### Exercise aim
Determine how many lines in the records below include the word "tail" and output that number alone.
BEGIN Provided information
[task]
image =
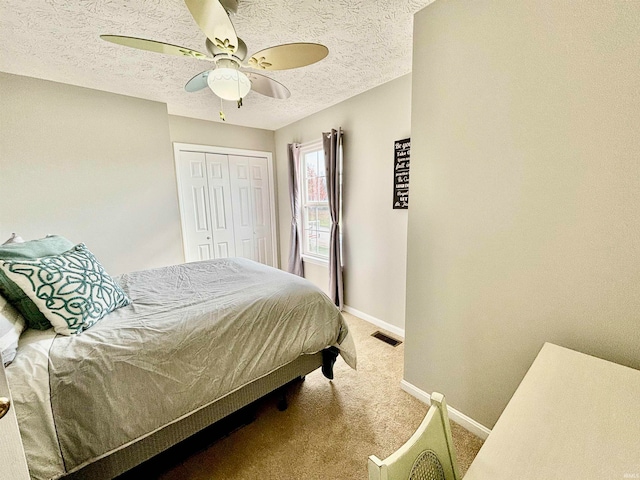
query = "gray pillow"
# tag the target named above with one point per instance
(33, 249)
(12, 325)
(72, 289)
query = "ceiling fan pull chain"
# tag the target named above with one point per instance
(239, 94)
(222, 117)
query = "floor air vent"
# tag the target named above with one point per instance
(386, 339)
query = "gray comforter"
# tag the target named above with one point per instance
(192, 334)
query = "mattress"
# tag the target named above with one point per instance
(192, 334)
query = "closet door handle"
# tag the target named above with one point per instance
(5, 405)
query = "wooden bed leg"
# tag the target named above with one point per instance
(282, 403)
(329, 356)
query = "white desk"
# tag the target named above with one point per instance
(573, 417)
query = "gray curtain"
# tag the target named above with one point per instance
(332, 144)
(295, 259)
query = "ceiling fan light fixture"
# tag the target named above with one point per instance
(229, 83)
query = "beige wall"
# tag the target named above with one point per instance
(203, 132)
(98, 168)
(524, 224)
(374, 233)
(92, 166)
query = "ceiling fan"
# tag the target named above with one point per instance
(231, 77)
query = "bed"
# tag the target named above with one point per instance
(197, 342)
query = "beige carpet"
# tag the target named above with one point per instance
(328, 431)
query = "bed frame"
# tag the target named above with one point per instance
(132, 454)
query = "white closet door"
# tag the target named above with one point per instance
(226, 202)
(195, 205)
(220, 202)
(260, 201)
(242, 206)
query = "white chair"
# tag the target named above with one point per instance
(428, 455)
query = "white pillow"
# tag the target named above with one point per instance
(11, 326)
(14, 238)
(72, 290)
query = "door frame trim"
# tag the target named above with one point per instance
(192, 147)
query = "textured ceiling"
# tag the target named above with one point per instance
(369, 44)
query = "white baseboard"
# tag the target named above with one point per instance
(376, 321)
(454, 415)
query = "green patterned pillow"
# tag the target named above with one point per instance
(72, 289)
(43, 247)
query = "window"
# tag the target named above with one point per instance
(316, 218)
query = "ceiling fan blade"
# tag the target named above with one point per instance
(153, 46)
(289, 55)
(213, 20)
(267, 86)
(198, 82)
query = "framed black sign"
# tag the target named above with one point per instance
(401, 156)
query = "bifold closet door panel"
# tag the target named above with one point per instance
(194, 200)
(260, 196)
(251, 202)
(220, 201)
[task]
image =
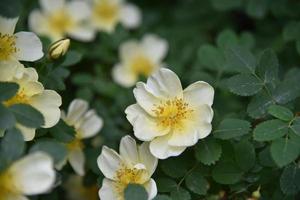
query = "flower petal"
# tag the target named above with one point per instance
(147, 158)
(48, 103)
(123, 76)
(160, 148)
(165, 84)
(151, 189)
(199, 93)
(90, 125)
(7, 25)
(77, 160)
(128, 150)
(107, 191)
(130, 16)
(33, 174)
(155, 47)
(29, 46)
(109, 162)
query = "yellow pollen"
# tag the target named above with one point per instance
(125, 176)
(172, 113)
(61, 22)
(141, 65)
(20, 97)
(7, 46)
(106, 11)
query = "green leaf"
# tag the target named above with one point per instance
(165, 184)
(280, 112)
(231, 128)
(244, 84)
(27, 115)
(290, 180)
(208, 151)
(240, 60)
(57, 150)
(284, 151)
(135, 192)
(12, 145)
(8, 90)
(63, 132)
(226, 173)
(7, 119)
(197, 183)
(180, 194)
(270, 130)
(244, 155)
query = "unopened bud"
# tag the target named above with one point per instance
(59, 48)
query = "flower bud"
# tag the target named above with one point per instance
(59, 48)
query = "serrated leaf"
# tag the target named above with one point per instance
(270, 130)
(290, 180)
(280, 112)
(244, 84)
(231, 128)
(196, 183)
(8, 90)
(27, 115)
(240, 60)
(284, 151)
(208, 151)
(135, 192)
(226, 173)
(244, 155)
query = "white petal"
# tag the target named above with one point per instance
(147, 158)
(79, 10)
(76, 110)
(52, 5)
(77, 160)
(90, 125)
(107, 191)
(128, 150)
(159, 148)
(151, 188)
(165, 84)
(155, 47)
(29, 46)
(7, 26)
(109, 162)
(123, 76)
(199, 93)
(131, 16)
(48, 103)
(28, 133)
(144, 126)
(33, 174)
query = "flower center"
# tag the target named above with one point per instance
(7, 46)
(20, 97)
(61, 22)
(106, 11)
(125, 176)
(142, 65)
(172, 113)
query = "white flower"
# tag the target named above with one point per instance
(139, 59)
(24, 46)
(168, 116)
(31, 175)
(108, 13)
(87, 124)
(59, 18)
(30, 92)
(134, 164)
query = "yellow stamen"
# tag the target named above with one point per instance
(7, 46)
(172, 113)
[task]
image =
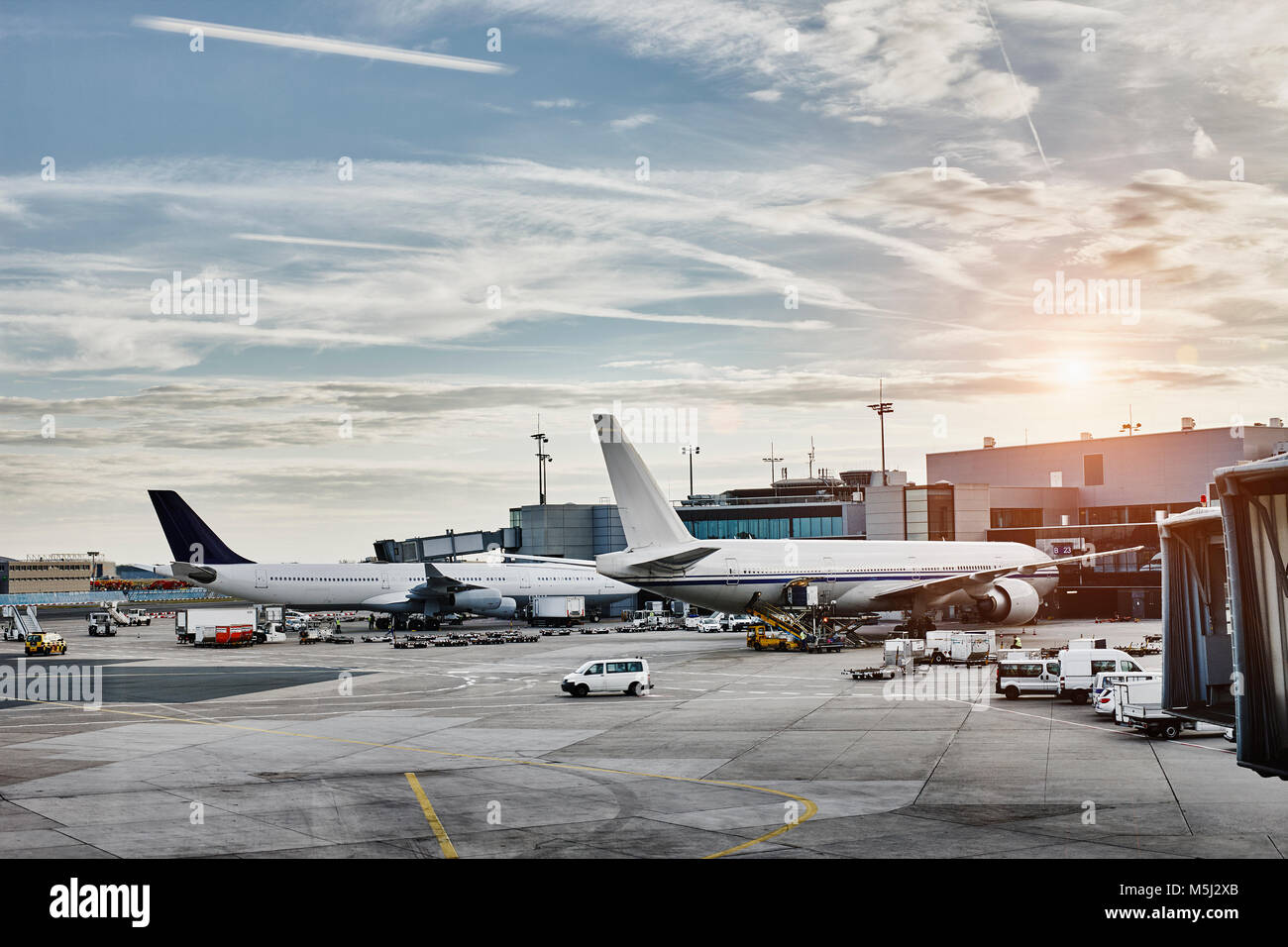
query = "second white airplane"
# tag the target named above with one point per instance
(425, 589)
(1005, 581)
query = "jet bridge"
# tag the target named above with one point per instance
(1198, 657)
(1254, 505)
(20, 620)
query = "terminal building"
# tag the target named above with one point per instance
(53, 573)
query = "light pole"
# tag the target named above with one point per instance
(772, 460)
(1128, 427)
(542, 459)
(691, 450)
(883, 407)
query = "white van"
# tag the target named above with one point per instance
(1103, 698)
(1080, 667)
(709, 625)
(1018, 677)
(614, 676)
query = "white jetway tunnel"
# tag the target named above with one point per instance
(1198, 657)
(1254, 506)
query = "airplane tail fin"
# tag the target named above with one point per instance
(189, 539)
(648, 519)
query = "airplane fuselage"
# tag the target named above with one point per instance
(848, 574)
(387, 586)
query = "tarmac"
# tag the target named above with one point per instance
(331, 751)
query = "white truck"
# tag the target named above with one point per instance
(557, 611)
(970, 647)
(1081, 664)
(958, 647)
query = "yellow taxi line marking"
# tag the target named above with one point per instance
(432, 817)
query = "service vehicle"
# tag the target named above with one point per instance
(224, 628)
(557, 611)
(1138, 703)
(1080, 667)
(44, 643)
(627, 676)
(1026, 676)
(1103, 689)
(970, 647)
(709, 625)
(101, 624)
(761, 637)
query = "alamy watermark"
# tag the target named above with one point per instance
(58, 684)
(1078, 296)
(957, 684)
(206, 296)
(651, 424)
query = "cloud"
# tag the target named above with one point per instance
(634, 121)
(1202, 145)
(320, 44)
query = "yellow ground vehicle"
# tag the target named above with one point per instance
(47, 643)
(764, 638)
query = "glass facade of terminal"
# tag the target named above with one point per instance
(767, 527)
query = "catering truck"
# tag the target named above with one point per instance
(224, 628)
(557, 611)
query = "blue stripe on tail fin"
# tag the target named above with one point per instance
(189, 539)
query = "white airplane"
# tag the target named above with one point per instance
(428, 589)
(1005, 581)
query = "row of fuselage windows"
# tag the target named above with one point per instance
(455, 579)
(883, 569)
(765, 528)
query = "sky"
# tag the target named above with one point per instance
(738, 215)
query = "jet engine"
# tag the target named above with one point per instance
(502, 611)
(1009, 602)
(480, 600)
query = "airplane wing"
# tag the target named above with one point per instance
(941, 586)
(437, 585)
(555, 560)
(677, 562)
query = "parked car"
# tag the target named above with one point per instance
(1019, 677)
(614, 676)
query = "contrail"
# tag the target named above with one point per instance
(1017, 84)
(320, 44)
(340, 244)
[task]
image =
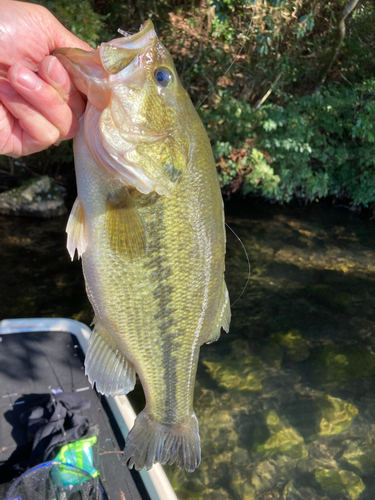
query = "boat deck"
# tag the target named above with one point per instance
(35, 363)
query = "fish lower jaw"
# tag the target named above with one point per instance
(150, 442)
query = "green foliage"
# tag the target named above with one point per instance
(241, 55)
(318, 145)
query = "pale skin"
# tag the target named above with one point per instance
(39, 105)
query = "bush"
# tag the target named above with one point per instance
(317, 145)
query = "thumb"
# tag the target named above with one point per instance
(61, 37)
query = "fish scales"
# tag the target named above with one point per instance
(152, 240)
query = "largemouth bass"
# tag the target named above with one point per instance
(148, 223)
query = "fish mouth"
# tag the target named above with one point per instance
(144, 28)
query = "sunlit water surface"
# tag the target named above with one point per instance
(286, 400)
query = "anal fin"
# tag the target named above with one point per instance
(124, 225)
(106, 366)
(222, 318)
(76, 231)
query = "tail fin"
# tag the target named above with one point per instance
(150, 442)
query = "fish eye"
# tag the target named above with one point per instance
(163, 76)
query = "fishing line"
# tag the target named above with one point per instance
(234, 59)
(248, 265)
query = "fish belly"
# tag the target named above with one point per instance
(159, 307)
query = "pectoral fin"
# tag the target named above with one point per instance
(222, 318)
(76, 231)
(105, 365)
(125, 228)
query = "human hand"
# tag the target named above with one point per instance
(36, 109)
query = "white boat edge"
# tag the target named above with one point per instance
(155, 480)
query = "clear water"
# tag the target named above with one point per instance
(286, 400)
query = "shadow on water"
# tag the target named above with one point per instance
(286, 400)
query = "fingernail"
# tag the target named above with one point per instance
(55, 71)
(6, 88)
(27, 79)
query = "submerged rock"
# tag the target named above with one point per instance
(228, 375)
(239, 371)
(41, 197)
(296, 347)
(284, 439)
(340, 481)
(361, 455)
(337, 415)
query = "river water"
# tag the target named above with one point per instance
(286, 400)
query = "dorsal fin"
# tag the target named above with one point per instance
(124, 225)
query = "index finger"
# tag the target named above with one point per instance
(54, 73)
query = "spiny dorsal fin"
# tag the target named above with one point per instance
(105, 365)
(124, 225)
(76, 231)
(222, 317)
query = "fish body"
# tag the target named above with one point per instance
(148, 223)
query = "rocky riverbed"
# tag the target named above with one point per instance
(286, 400)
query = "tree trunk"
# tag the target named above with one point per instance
(340, 38)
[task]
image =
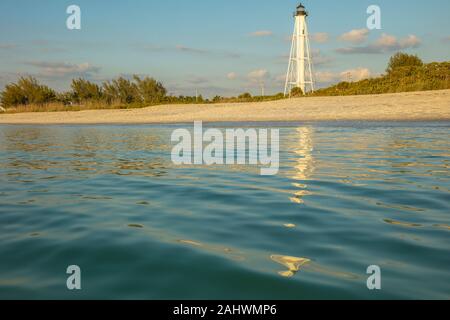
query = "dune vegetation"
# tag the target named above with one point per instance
(404, 73)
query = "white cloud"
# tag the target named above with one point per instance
(355, 74)
(326, 77)
(355, 36)
(62, 69)
(258, 75)
(320, 37)
(261, 33)
(385, 44)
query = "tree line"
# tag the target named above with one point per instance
(120, 91)
(404, 73)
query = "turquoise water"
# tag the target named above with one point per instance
(109, 199)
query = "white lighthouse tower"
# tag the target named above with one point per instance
(300, 68)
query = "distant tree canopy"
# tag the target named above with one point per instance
(142, 92)
(26, 91)
(404, 73)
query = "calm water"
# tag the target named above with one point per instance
(107, 198)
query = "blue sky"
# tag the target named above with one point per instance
(220, 47)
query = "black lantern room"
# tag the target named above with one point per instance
(301, 11)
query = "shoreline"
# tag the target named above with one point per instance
(395, 107)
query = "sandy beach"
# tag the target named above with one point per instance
(412, 106)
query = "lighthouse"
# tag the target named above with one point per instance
(300, 69)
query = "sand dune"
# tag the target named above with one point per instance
(412, 106)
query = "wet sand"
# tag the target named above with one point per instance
(411, 106)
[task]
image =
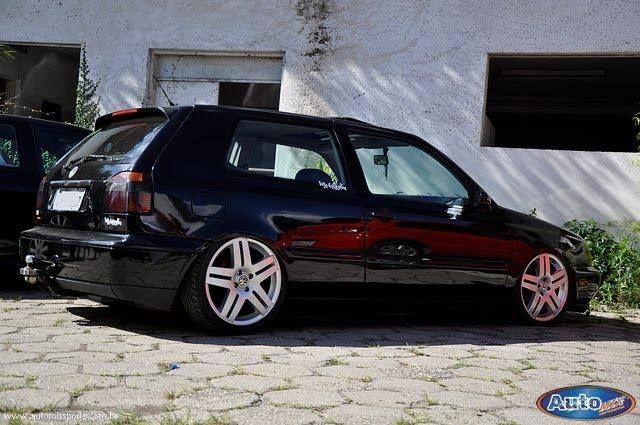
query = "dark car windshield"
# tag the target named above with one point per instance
(121, 141)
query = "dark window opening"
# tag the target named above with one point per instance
(54, 143)
(305, 154)
(250, 95)
(582, 103)
(40, 81)
(9, 154)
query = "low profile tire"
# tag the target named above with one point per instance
(542, 293)
(238, 286)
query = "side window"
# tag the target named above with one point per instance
(54, 143)
(394, 167)
(9, 155)
(304, 154)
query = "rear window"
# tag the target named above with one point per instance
(121, 141)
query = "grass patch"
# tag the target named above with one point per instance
(415, 351)
(288, 385)
(164, 367)
(431, 401)
(129, 418)
(78, 391)
(187, 420)
(334, 361)
(615, 252)
(237, 370)
(527, 365)
(58, 323)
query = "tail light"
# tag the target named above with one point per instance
(41, 199)
(128, 192)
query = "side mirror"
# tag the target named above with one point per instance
(483, 201)
(381, 160)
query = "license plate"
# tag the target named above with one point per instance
(67, 199)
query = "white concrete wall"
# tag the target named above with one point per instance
(415, 65)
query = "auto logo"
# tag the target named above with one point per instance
(586, 402)
(59, 220)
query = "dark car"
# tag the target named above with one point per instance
(28, 149)
(224, 211)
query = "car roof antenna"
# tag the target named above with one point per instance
(163, 92)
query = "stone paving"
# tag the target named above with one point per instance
(78, 356)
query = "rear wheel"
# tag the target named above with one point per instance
(239, 286)
(543, 289)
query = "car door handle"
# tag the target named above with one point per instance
(382, 214)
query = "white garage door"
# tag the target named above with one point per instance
(235, 80)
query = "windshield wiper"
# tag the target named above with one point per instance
(87, 158)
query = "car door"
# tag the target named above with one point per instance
(421, 223)
(19, 179)
(287, 181)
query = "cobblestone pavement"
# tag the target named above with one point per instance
(81, 356)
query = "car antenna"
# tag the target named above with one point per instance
(163, 92)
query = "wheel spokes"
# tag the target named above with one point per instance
(253, 299)
(216, 281)
(545, 265)
(231, 299)
(536, 305)
(262, 295)
(530, 282)
(544, 291)
(243, 300)
(553, 302)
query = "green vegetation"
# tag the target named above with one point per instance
(334, 361)
(615, 252)
(87, 104)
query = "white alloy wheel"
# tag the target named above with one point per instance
(243, 281)
(544, 288)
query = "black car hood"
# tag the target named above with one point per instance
(537, 233)
(521, 220)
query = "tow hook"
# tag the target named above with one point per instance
(37, 267)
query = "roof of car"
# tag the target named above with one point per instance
(22, 119)
(270, 112)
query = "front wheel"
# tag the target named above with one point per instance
(237, 287)
(543, 290)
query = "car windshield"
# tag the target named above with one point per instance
(121, 141)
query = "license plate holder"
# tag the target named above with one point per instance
(67, 199)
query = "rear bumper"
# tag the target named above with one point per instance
(587, 281)
(143, 269)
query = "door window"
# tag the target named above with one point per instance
(303, 154)
(396, 168)
(9, 155)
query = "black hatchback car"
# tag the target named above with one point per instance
(225, 211)
(28, 149)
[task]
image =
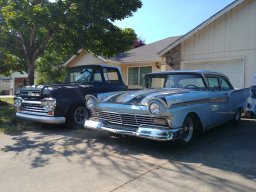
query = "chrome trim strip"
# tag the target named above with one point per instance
(42, 119)
(35, 113)
(144, 131)
(200, 101)
(31, 102)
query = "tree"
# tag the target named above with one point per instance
(50, 68)
(28, 28)
(138, 43)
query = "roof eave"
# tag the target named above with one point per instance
(200, 26)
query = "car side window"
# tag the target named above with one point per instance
(111, 76)
(225, 86)
(213, 83)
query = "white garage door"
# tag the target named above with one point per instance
(234, 70)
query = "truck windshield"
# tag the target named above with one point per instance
(187, 81)
(84, 75)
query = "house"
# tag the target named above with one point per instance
(9, 85)
(226, 42)
(134, 64)
(4, 85)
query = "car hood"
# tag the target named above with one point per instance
(141, 97)
(55, 90)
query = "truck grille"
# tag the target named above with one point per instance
(129, 119)
(30, 93)
(33, 107)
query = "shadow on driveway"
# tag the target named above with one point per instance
(227, 147)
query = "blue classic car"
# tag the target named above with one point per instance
(174, 105)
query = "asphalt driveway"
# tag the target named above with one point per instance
(51, 159)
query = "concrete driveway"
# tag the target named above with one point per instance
(51, 159)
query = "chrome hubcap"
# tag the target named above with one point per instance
(80, 115)
(188, 129)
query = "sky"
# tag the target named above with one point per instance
(159, 19)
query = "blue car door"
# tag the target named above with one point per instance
(218, 101)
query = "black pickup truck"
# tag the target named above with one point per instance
(64, 103)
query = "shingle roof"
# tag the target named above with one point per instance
(145, 53)
(201, 26)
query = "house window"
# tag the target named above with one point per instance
(111, 75)
(136, 75)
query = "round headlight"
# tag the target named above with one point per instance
(91, 103)
(154, 108)
(17, 102)
(49, 104)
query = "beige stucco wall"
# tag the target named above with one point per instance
(232, 36)
(85, 58)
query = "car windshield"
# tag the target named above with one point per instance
(84, 75)
(187, 81)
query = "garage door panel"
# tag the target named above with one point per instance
(234, 70)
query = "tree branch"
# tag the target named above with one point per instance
(32, 35)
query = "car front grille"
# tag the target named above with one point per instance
(129, 119)
(33, 108)
(30, 93)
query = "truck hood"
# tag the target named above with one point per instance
(55, 90)
(141, 97)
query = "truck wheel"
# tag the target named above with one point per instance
(189, 130)
(77, 116)
(237, 116)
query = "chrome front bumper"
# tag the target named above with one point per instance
(144, 131)
(42, 119)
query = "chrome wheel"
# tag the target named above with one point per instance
(188, 129)
(80, 114)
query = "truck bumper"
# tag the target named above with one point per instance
(41, 119)
(144, 131)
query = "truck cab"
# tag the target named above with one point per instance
(64, 103)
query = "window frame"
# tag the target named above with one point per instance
(206, 76)
(137, 85)
(113, 69)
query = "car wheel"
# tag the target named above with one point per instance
(77, 116)
(188, 132)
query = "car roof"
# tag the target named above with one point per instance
(201, 72)
(96, 65)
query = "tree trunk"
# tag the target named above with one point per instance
(31, 72)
END Provided information
### Worked solution
4